> Work instructions
Produce word for word the lines of the data below running from the one that has "The client would like the man in green" to the one that has "The client would like the grass", inclusive, and no others.

> Data
§ §
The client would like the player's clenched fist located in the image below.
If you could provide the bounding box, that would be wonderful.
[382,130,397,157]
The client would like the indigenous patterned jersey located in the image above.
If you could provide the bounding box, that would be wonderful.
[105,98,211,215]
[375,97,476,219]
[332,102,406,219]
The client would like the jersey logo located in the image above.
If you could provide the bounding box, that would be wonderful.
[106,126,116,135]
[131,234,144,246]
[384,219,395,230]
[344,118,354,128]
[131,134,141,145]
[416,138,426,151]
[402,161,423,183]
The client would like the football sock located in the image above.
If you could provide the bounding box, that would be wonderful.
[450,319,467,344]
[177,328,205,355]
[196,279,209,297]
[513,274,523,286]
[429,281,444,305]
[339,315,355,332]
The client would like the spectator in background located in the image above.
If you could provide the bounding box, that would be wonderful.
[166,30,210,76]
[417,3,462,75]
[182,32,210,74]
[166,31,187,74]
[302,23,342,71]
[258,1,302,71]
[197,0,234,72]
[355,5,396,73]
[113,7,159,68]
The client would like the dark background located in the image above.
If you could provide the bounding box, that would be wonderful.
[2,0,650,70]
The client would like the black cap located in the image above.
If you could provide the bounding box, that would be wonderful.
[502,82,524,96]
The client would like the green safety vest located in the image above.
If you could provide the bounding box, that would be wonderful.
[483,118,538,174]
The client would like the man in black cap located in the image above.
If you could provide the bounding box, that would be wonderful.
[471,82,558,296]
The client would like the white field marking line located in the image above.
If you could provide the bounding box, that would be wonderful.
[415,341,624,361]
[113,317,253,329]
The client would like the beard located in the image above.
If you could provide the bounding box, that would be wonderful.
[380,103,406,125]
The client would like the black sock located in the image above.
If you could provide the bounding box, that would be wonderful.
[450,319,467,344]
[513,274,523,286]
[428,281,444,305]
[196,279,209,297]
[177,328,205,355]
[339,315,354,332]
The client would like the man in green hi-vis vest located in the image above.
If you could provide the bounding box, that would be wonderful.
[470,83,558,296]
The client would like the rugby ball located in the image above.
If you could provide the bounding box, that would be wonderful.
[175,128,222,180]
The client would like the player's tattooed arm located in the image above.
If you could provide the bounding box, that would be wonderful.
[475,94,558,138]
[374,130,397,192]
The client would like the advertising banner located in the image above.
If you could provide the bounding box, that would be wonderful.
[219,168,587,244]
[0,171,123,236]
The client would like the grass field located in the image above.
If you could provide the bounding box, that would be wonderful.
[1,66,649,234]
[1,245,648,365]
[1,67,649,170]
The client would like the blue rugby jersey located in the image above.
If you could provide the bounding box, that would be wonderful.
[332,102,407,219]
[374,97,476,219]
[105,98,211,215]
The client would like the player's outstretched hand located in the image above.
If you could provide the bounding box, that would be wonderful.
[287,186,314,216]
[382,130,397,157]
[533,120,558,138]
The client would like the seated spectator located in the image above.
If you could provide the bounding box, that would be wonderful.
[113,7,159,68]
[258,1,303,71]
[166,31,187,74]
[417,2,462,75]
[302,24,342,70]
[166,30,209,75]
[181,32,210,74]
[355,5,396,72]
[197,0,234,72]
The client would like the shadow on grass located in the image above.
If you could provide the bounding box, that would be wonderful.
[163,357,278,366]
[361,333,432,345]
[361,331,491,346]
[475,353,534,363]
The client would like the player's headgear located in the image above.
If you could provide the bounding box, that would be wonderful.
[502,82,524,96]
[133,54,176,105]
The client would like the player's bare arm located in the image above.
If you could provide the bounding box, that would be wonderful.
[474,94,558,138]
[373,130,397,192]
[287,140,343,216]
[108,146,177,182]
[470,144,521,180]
§ §
> Exercise result
The client would like the man in green hi-vis vest located in the image above.
If you could provide the bounding box, that would be wonderful.
[470,83,558,296]
The client would like the rugby ball located in the image above.
If you could provide the bounding box, that would be wonderful.
[175,128,222,180]
The client would like the player's tattooed arm located in the image above.
If you could provide the bounding box, that would be wonderful.
[475,94,558,138]
[374,130,397,192]
The client would like the advertising banner located in the image above.
If you could provide the bounding box, that would be wonderful.
[219,168,587,244]
[0,171,123,236]
The client would like the grass field located in the image above.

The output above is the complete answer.